EXERCISE REQUIREMENTS: Write out every line of the records below as a JSON list of strings, one string per line, with blank lines dropped and the pictures left out.

EXTRACTED DATA:
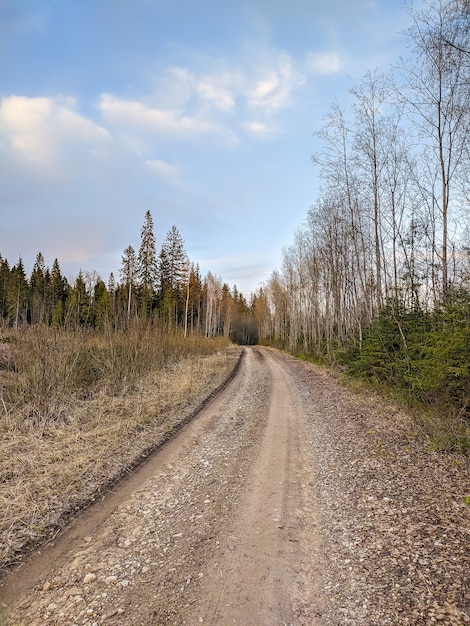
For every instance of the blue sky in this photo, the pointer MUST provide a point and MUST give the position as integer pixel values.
(201, 111)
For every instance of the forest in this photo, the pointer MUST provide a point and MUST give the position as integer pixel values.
(377, 280)
(163, 286)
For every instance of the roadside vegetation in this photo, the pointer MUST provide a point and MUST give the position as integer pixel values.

PROBLEM SOLUTION:
[
  "For every instance of the blue sky in this photo, the pointer MUST provide a point and MUST give the position as integer pixel values.",
  "(201, 111)",
  "For every instance of the forest in this photo, the pointer MUST provide a point and MUST give the position as integer pixel values.",
  "(377, 280)",
  "(163, 286)",
  "For every instance of the roadside vegetation in this photo, the pointer MUST provide a point and MUST give the position as integer pixel values."
]